═══ Material for this task

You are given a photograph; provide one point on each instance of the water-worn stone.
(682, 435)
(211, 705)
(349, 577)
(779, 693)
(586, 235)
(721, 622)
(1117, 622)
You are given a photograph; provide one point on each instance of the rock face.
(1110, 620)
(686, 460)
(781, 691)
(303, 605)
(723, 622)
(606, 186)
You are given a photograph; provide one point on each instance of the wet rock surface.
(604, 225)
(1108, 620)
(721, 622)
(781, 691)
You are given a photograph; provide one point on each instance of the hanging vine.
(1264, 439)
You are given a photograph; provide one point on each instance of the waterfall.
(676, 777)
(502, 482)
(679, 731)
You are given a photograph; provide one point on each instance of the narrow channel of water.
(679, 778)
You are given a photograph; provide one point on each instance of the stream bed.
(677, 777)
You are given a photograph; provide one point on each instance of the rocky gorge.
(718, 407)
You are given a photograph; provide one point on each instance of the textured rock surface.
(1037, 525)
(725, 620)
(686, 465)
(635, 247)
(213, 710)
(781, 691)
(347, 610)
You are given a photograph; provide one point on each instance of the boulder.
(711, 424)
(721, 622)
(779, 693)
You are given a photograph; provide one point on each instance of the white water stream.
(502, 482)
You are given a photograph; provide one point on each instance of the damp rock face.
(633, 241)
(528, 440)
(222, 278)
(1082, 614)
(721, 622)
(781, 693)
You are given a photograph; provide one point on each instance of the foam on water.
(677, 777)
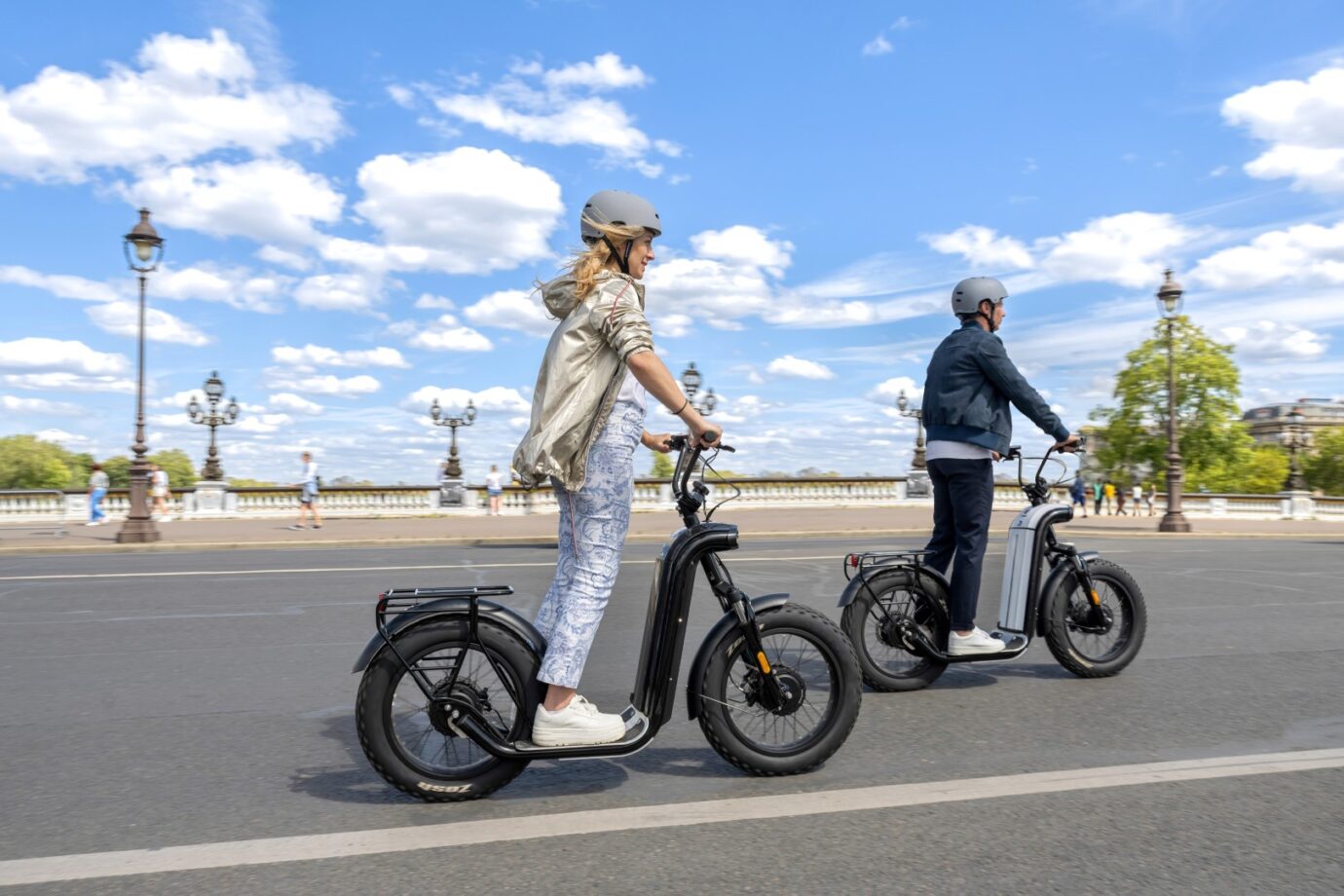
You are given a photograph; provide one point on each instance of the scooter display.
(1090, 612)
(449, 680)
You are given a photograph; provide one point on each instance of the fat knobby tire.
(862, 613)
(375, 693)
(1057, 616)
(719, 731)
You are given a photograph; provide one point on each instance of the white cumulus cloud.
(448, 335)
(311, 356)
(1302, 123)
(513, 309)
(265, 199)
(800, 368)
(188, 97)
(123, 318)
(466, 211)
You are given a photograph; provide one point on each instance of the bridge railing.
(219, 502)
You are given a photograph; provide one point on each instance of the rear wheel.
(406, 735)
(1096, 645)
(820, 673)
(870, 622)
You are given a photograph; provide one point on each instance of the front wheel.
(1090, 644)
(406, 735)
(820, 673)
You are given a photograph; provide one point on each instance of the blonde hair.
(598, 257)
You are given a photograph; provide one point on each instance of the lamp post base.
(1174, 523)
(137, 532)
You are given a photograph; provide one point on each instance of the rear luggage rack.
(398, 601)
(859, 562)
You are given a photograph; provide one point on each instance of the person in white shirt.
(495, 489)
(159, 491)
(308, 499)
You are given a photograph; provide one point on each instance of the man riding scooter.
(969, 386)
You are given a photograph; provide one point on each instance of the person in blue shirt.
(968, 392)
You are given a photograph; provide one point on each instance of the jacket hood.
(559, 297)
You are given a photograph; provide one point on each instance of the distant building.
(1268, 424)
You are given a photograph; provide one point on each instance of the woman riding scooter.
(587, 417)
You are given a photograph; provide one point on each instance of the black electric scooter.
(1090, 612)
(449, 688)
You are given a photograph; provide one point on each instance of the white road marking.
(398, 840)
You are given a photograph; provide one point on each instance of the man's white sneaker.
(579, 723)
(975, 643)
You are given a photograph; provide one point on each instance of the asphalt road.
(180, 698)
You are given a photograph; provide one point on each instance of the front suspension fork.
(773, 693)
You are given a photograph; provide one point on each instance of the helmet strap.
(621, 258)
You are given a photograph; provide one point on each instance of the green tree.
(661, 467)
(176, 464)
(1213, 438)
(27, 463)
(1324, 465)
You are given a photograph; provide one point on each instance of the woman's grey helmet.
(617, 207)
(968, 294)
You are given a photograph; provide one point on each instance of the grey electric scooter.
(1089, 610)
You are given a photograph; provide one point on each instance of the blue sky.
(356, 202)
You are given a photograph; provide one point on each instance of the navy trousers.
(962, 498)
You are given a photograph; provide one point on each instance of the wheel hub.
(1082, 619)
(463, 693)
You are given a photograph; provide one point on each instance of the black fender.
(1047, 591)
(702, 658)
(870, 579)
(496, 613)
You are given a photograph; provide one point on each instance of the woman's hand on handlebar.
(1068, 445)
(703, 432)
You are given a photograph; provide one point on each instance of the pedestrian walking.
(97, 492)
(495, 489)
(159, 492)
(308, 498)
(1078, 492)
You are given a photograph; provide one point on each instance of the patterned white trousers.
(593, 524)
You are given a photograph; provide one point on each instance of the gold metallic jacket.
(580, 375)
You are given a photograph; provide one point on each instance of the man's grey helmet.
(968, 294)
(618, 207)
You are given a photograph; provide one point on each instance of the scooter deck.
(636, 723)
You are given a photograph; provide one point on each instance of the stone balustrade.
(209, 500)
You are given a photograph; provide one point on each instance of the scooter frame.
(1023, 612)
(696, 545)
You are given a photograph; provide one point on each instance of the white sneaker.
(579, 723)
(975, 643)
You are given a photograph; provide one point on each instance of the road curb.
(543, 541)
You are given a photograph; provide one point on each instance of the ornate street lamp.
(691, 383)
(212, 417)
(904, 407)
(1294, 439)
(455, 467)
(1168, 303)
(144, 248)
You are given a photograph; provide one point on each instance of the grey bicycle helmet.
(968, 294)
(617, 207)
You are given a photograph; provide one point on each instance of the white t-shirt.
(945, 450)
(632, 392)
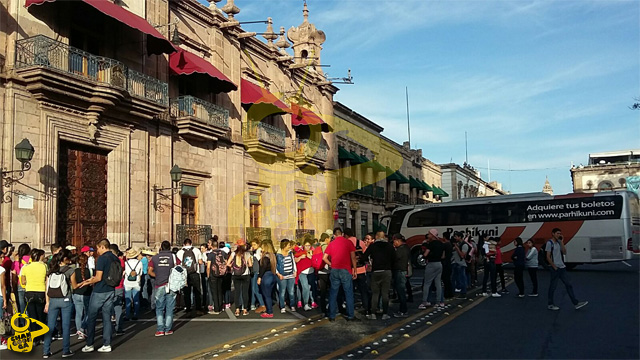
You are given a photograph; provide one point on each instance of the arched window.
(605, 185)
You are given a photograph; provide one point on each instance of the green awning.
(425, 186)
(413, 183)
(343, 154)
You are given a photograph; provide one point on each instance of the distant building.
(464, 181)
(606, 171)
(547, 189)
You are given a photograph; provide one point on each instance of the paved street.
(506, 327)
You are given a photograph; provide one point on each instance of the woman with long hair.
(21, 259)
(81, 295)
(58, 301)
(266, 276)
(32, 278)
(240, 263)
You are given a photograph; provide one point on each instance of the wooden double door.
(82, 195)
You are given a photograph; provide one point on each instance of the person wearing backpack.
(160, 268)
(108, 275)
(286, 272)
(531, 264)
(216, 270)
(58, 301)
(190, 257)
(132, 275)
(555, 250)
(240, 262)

══════

Problem: Word for word, repeat the data above with the pictures left out.

Response for this exercise:
You are given a photograph; provide one point on each instance of the water-worn stone.
(682, 435)
(211, 705)
(349, 577)
(779, 693)
(586, 235)
(721, 622)
(1117, 622)
You are given a photograph; provide one point on each instance of the rock face.
(1110, 620)
(686, 460)
(781, 691)
(303, 605)
(723, 622)
(606, 186)
You are given a photograph; provide one point on each instance of the wet rock surface.
(604, 225)
(1108, 620)
(721, 622)
(781, 691)
You are given a photograph; provide one point on each instance of the hanging vine.
(1264, 439)
You are given a photograph; provide one point on each instance of the waterfall.
(676, 777)
(502, 482)
(679, 731)
You are given a photograph; provide one point on each instance of the narrow channel of water.
(679, 778)
You are given a photograph; provide one point on each instance of the stream bed.
(677, 777)
You are given a photograph; provide one point on each instance of the rocky gorge.
(718, 407)
You are given a photograph; provide one point on each instance of the textured rock surface.
(1037, 525)
(725, 620)
(686, 465)
(635, 247)
(213, 710)
(781, 691)
(347, 610)
You are given a photograph; provide one point on each instance of the boulder.
(711, 424)
(721, 622)
(779, 693)
You are given a photograph; provide one point on each instance of the white water stream.
(502, 482)
You are given a photograph; provide one point on each instance of the damp rock face.
(633, 241)
(528, 440)
(222, 278)
(1082, 614)
(721, 622)
(781, 693)
You are given a photograph; provide one point on each instance of the foam on water.
(677, 777)
You are given a photograph; provide one point on each instance of the scooter display.
(1090, 612)
(449, 680)
You are given a photograph; provide one point on each instance of the fat knobby tire.
(862, 613)
(375, 693)
(1057, 616)
(719, 731)
You are given a photograph; provide one point on each instance of the white cumulus cloud.
(448, 335)
(311, 356)
(1302, 123)
(513, 309)
(265, 199)
(800, 368)
(188, 97)
(123, 318)
(466, 211)
You are given a photograph; provide one point on each instance of the bridge railing.
(219, 502)
You are given a photograph; provide one point on each instance of the rear wheel.
(406, 735)
(1096, 645)
(820, 673)
(870, 622)
You are given a photograph; provide one point on each instance of the front wheel.
(1090, 644)
(406, 735)
(820, 673)
You are given a photograph; provide one point on each instance of the blonde hair.
(598, 257)
You are given a photograph; provide one point on each instance of the lamp post base.
(1174, 523)
(137, 532)
You are given a photograph; provide one point on each instance of the rear luggage rack.
(398, 601)
(859, 562)
You are given a photograph; provide one point on each instance of the person in white shirt.
(495, 489)
(159, 491)
(308, 499)
You are given a photograph; provide one point on each instance of the man riding scooter.
(969, 386)
You are given a photograph; provide one point on each instance of the person in blue shirt.
(968, 392)
You are given a photograph; provide one point on each instance of the jacket hood.
(559, 297)
You are given a photograph; provide one point on each instance of the distant building.
(1268, 424)
You are given a photograph; provide one point on each instance of the woman riding scooter.
(587, 417)
You are given a photograph; provide one point on each instance of the black electric scooter.
(1090, 612)
(449, 688)
You are given a photograph; provide one point on each instance of the white road marking.
(398, 840)
You are given a photograph; provide one point on each instance of the man's white sneaker.
(579, 723)
(975, 643)
You are given a photograph; provide one point on each instance of the asphalt road.
(180, 698)
You are given a photograph; provide one point on each instance of the front suspension fork.
(773, 693)
You are given a photograph; provide one point on each instance of the helmet strap.
(621, 258)
You are given a photograph; provide one point on each instance of the green tree.
(661, 467)
(176, 464)
(1213, 438)
(27, 463)
(1324, 465)
You are given a photograph; provide one point on each instance of the woman's grey helmet.
(617, 207)
(968, 294)
You are given a photograph; provide one point on each instance of the grey electric scooter.
(1089, 610)
You are given a photograph; provide one point on each instance of the blue sky.
(356, 202)
You are given a photograph; provide one point on each instance of the navy trousers.
(962, 498)
You are given a photograph; provide one point on each instance of the wheel hub.
(1082, 619)
(463, 693)
You are given a photograph; provide one point on each instance of the black fender.
(1047, 591)
(702, 658)
(870, 579)
(496, 613)
You are given a photograph; provide one point on each instance of the woman's hand on handlebar.
(1068, 445)
(703, 432)
You are given a photograph; provide one point on each instance of the pedestrian walking.
(97, 492)
(495, 489)
(159, 492)
(308, 498)
(1078, 492)
You are given a photograph; provide one point on each instance of the patterned white trousers.
(593, 524)
You are given a photograph; provide one point on each instance of the gold metallic jacket.
(580, 375)
You are given a photograph; provide one point on each instance of the man's grey helmet.
(968, 294)
(618, 207)
You are given a photograph; provide one point on each instance of the scooter deck.
(636, 723)
You are given a photograph; provide one point on each instance of the stone balustrade.
(209, 500)
You are given a photograph; provide one point on each instance of the scooter frame.
(1023, 612)
(696, 545)
You are given a photograph; provide one point on each instance of the white sneaker.
(579, 723)
(975, 643)
You are given a photograph; provide one point on each instance of the road curb.
(543, 541)
You are given a photograph; provide one point on each instance of the ornate street lamp.
(691, 383)
(212, 417)
(904, 407)
(1294, 439)
(455, 467)
(1168, 303)
(144, 248)
You are given a photograph; provide one point on each instance of the grey bicycle helmet.
(968, 294)
(617, 207)
You are given a photograph; provide one point on each instance of the white t-shirt.
(945, 450)
(632, 392)
You are given a photograph; provide one point on each instance of the arched window.
(605, 185)
You are given a photograph; provide one point on each instance of the green awning.
(425, 186)
(413, 183)
(343, 154)
You are given a photograph; provide one point on each instance of the distant building.
(464, 181)
(606, 171)
(547, 189)
You are given a photograph; provide one point on each instance of the paved street.
(506, 327)
You are given a photograph; provide one point on each instance of the woman with long hair.
(21, 259)
(81, 295)
(58, 301)
(266, 276)
(32, 278)
(240, 263)
You are given a photograph; provide one point on each instance of the wooden double door.
(82, 195)
You are given a photograph; provide one point on each instance of the person wearing backpack.
(160, 268)
(108, 275)
(286, 272)
(531, 264)
(216, 270)
(58, 301)
(190, 257)
(132, 275)
(555, 250)
(240, 262)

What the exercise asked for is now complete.